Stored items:
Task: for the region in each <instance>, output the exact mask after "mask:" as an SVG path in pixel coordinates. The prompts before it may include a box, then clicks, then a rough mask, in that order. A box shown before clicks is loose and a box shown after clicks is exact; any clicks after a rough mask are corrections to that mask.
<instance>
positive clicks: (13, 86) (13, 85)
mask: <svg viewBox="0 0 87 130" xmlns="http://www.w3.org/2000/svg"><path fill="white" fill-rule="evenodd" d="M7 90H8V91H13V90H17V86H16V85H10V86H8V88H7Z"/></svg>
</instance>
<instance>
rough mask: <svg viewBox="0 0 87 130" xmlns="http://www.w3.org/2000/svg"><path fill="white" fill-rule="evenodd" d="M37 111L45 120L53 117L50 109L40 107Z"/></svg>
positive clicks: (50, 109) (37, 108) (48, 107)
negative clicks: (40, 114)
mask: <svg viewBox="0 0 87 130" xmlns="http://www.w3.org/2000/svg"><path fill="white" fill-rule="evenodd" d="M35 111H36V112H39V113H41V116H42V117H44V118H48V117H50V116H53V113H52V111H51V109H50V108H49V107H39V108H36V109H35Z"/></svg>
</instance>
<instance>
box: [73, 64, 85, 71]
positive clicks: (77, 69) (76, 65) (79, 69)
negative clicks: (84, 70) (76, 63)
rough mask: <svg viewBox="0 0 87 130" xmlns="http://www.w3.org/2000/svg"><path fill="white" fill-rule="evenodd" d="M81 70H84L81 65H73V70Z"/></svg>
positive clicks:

Task to complete: Recast the part of the Stored items that opens with the line containing "negative clicks: (40, 114)" and runs through the final line as a Markdown table with the columns Row and Line. Leave out blank lines.

Written answer:
| Row | Line |
|---|---|
| 1 | negative clicks: (40, 114) |
| 2 | mask: <svg viewBox="0 0 87 130" xmlns="http://www.w3.org/2000/svg"><path fill="white" fill-rule="evenodd" d="M35 111H36V112H39V113H41V116H42V117H44V118H48V117H50V116H53V113H52V111H51V109H50V108H49V107H39V108H36V109H35Z"/></svg> |
| 3 | </instance> |
| 4 | <instance> |
| 5 | box: [73, 64, 85, 71] |
| 6 | positive clicks: (77, 69) (76, 65) (79, 69) |
| 7 | negative clicks: (84, 70) (76, 63) |
| 8 | rough mask: <svg viewBox="0 0 87 130" xmlns="http://www.w3.org/2000/svg"><path fill="white" fill-rule="evenodd" d="M81 70H84L81 65H73V70Z"/></svg> |
| 9 | positive clicks: |